══ Provided material ══

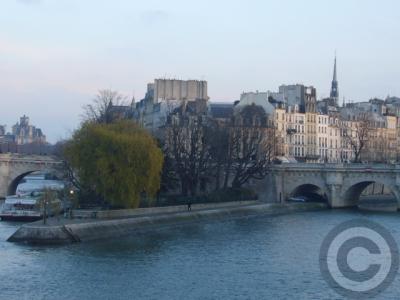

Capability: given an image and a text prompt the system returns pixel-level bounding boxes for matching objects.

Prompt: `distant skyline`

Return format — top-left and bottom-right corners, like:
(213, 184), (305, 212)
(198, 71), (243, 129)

(0, 0), (400, 142)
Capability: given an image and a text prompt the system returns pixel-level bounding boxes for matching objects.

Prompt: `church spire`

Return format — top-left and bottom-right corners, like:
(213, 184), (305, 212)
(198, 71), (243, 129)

(330, 53), (339, 104)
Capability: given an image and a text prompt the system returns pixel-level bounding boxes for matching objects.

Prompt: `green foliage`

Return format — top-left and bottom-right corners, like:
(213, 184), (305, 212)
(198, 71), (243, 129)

(64, 121), (163, 207)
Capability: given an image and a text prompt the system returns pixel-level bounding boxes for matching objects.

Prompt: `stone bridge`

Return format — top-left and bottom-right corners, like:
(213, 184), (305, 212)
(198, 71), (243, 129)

(0, 153), (62, 198)
(254, 163), (400, 208)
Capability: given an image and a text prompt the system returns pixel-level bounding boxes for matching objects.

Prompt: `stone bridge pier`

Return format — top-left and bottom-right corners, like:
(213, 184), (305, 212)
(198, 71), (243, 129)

(0, 153), (62, 198)
(256, 163), (400, 208)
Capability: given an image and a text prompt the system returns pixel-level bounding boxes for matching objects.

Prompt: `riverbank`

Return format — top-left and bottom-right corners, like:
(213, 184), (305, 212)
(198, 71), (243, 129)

(8, 201), (327, 244)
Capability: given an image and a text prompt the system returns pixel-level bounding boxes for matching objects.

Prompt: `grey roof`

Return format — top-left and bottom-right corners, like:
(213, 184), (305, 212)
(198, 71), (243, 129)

(209, 103), (233, 119)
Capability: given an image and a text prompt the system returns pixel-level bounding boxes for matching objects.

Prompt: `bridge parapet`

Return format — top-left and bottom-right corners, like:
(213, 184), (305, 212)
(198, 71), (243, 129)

(264, 163), (400, 207)
(0, 153), (63, 198)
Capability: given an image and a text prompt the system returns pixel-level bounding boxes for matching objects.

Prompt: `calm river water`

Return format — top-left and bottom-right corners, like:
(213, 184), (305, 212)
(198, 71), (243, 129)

(0, 210), (400, 299)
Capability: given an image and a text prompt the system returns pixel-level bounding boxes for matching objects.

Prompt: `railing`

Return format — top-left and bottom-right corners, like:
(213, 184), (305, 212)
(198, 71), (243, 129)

(272, 163), (400, 172)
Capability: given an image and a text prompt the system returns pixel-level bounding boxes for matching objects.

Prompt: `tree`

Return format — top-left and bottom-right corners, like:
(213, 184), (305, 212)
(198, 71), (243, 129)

(341, 113), (375, 163)
(227, 105), (277, 188)
(64, 121), (163, 208)
(82, 89), (126, 123)
(164, 107), (211, 196)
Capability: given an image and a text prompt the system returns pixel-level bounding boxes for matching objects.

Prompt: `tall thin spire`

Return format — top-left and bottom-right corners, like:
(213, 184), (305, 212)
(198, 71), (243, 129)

(330, 51), (339, 105)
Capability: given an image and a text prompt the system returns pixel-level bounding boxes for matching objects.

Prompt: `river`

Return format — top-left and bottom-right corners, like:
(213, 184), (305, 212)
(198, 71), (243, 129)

(0, 210), (400, 299)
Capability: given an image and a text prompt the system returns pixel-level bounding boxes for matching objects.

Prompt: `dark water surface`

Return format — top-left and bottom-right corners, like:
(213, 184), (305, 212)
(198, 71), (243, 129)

(0, 210), (400, 299)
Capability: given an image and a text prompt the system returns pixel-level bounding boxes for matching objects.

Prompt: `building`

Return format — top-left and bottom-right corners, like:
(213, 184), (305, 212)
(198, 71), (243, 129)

(133, 79), (209, 133)
(12, 115), (46, 145)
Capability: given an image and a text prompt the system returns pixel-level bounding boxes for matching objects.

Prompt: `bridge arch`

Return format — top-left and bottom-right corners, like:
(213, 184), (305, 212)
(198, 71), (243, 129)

(289, 183), (328, 202)
(7, 169), (60, 196)
(289, 183), (328, 202)
(342, 178), (400, 207)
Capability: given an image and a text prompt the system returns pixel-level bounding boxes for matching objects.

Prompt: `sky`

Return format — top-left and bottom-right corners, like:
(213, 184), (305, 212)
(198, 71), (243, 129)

(0, 0), (400, 143)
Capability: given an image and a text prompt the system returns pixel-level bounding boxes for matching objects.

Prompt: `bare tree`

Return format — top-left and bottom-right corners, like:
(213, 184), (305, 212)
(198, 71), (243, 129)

(230, 126), (275, 188)
(341, 113), (375, 163)
(82, 89), (127, 123)
(165, 114), (211, 196)
(225, 105), (278, 188)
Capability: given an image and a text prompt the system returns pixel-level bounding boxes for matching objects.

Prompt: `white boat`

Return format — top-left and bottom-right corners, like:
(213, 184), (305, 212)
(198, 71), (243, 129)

(0, 196), (43, 221)
(0, 191), (62, 222)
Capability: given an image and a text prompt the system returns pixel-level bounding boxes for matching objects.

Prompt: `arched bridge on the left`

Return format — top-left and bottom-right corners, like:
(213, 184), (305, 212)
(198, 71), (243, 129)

(0, 153), (63, 199)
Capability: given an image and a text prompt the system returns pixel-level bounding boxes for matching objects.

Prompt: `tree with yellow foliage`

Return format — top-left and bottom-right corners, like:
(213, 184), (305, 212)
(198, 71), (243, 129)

(64, 120), (163, 208)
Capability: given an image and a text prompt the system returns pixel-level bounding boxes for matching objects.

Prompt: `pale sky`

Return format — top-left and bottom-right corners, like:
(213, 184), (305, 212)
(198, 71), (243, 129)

(0, 0), (400, 142)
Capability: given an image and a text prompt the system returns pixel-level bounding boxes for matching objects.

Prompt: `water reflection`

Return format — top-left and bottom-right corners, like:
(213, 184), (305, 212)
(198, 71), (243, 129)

(0, 210), (400, 299)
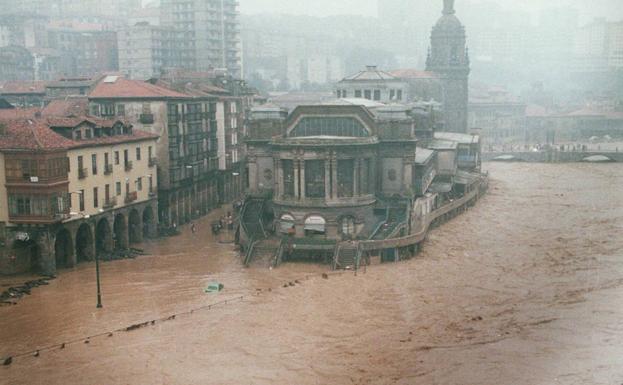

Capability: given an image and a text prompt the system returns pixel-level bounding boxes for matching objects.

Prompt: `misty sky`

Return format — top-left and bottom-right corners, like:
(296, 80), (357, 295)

(240, 0), (623, 22)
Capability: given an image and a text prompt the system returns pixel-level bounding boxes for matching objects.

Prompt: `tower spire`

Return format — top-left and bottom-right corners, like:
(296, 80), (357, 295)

(443, 0), (455, 15)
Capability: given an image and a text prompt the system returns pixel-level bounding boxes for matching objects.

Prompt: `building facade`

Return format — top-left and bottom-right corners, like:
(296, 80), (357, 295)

(0, 118), (157, 274)
(426, 0), (470, 133)
(160, 0), (241, 78)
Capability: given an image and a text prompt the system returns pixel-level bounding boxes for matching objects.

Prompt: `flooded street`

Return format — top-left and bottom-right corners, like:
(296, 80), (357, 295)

(0, 164), (623, 385)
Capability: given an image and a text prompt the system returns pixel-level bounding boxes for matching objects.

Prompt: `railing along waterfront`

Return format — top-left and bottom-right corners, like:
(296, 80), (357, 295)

(359, 180), (483, 251)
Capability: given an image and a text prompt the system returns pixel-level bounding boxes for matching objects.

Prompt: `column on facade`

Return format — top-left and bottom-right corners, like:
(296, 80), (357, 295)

(324, 157), (331, 201)
(353, 158), (361, 197)
(331, 156), (338, 199)
(300, 160), (306, 199)
(292, 159), (300, 198)
(273, 158), (284, 199)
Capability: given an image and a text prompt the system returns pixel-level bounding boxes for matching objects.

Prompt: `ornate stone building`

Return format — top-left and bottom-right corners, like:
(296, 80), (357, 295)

(426, 0), (470, 132)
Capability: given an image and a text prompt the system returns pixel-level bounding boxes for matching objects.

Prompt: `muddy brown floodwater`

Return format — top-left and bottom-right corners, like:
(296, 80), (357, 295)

(0, 164), (623, 385)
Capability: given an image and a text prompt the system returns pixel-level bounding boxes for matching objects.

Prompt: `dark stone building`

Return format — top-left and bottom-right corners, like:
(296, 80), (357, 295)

(426, 0), (470, 132)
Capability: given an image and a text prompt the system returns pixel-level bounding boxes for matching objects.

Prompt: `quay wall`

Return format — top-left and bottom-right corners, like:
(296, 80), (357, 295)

(482, 151), (623, 163)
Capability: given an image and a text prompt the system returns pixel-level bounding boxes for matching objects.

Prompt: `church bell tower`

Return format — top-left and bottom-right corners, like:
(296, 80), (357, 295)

(426, 0), (470, 133)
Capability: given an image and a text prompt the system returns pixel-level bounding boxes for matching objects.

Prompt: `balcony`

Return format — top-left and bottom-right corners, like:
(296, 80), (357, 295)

(125, 191), (138, 204)
(103, 197), (117, 210)
(78, 168), (89, 179)
(139, 114), (154, 124)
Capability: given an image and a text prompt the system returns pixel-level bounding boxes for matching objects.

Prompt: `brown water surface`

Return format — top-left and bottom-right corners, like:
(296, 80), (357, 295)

(0, 164), (623, 385)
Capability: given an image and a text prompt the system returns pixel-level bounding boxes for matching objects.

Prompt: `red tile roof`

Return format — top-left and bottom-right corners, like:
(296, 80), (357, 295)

(0, 107), (41, 122)
(0, 82), (45, 95)
(41, 98), (89, 116)
(0, 118), (158, 151)
(0, 119), (74, 151)
(89, 77), (189, 99)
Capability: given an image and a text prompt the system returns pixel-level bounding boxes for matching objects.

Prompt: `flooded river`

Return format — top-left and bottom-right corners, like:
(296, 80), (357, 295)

(0, 164), (623, 385)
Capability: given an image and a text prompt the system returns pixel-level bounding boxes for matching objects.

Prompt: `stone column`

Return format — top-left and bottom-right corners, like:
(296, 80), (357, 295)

(353, 159), (361, 197)
(331, 156), (338, 199)
(292, 159), (300, 199)
(300, 160), (305, 199)
(324, 157), (331, 201)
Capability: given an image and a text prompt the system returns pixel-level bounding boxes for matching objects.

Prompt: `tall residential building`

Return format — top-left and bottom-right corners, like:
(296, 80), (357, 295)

(161, 0), (240, 77)
(117, 22), (195, 80)
(426, 0), (470, 132)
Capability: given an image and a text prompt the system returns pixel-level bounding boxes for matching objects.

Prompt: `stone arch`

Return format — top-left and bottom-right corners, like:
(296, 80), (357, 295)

(7, 239), (41, 274)
(304, 214), (327, 236)
(113, 214), (128, 250)
(95, 218), (113, 255)
(54, 227), (74, 269)
(76, 223), (94, 263)
(143, 206), (156, 238)
(128, 209), (143, 243)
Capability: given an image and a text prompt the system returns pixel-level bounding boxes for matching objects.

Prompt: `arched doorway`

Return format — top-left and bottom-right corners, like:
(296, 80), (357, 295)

(128, 209), (143, 243)
(54, 228), (74, 269)
(305, 215), (327, 237)
(76, 223), (93, 263)
(113, 214), (128, 250)
(95, 218), (112, 255)
(7, 239), (41, 274)
(143, 206), (154, 238)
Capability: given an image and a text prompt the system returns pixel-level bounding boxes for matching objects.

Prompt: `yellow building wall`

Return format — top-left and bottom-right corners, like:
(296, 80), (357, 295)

(68, 139), (158, 219)
(0, 153), (9, 223)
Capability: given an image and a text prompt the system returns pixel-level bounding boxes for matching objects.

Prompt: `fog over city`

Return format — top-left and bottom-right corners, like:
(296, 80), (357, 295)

(0, 0), (623, 385)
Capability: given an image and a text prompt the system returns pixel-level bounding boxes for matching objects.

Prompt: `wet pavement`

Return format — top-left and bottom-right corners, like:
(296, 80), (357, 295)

(0, 164), (623, 385)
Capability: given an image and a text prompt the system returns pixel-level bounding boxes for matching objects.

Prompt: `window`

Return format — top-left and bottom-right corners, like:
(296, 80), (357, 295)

(78, 190), (84, 211)
(100, 103), (115, 116)
(289, 117), (370, 137)
(279, 214), (294, 234)
(340, 217), (355, 236)
(304, 215), (327, 236)
(91, 154), (97, 175)
(282, 160), (294, 198)
(304, 160), (325, 198)
(337, 159), (355, 198)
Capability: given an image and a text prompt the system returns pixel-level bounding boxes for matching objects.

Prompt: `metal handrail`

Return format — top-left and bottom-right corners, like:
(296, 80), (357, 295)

(244, 238), (259, 267)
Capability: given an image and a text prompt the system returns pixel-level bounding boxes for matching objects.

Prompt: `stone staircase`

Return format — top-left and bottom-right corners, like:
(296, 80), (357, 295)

(334, 244), (359, 269)
(247, 238), (280, 267)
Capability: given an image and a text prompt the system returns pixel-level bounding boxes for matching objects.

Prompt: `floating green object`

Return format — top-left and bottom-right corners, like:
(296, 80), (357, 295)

(203, 282), (225, 293)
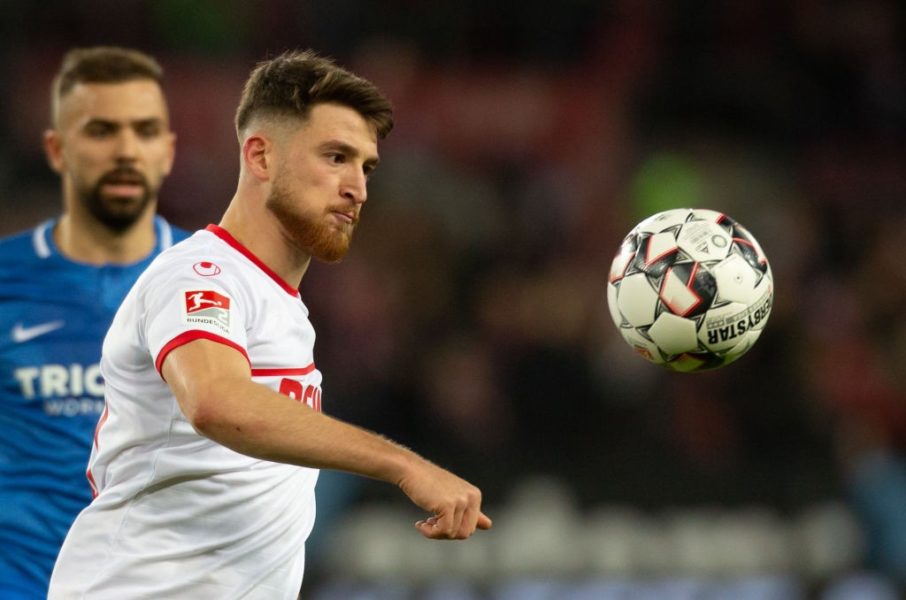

═══

**Exercise directions:**
Return every line of the records above that contains the word "foliage", treating case as significant.

**Answer:**
Prompt: `green foliage`
Prompt: `tree with yellow foliage`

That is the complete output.